The request :: Could you copy the listing below line for line, leaving every character unchanged?

Record excerpts ::
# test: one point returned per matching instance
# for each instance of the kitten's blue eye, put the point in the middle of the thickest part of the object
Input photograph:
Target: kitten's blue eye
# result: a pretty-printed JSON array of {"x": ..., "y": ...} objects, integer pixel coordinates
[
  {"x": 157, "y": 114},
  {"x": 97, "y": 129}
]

Result for this task ::
# test: one point returned per matching instance
# for each instance of the kitten's blue eye, put the point in the middle of the thickest part of the object
Input photograph:
Target: kitten's blue eye
# result: a pretty-printed JSON array of {"x": ..., "y": ...} objects, integer pixel coordinates
[
  {"x": 157, "y": 114},
  {"x": 97, "y": 129}
]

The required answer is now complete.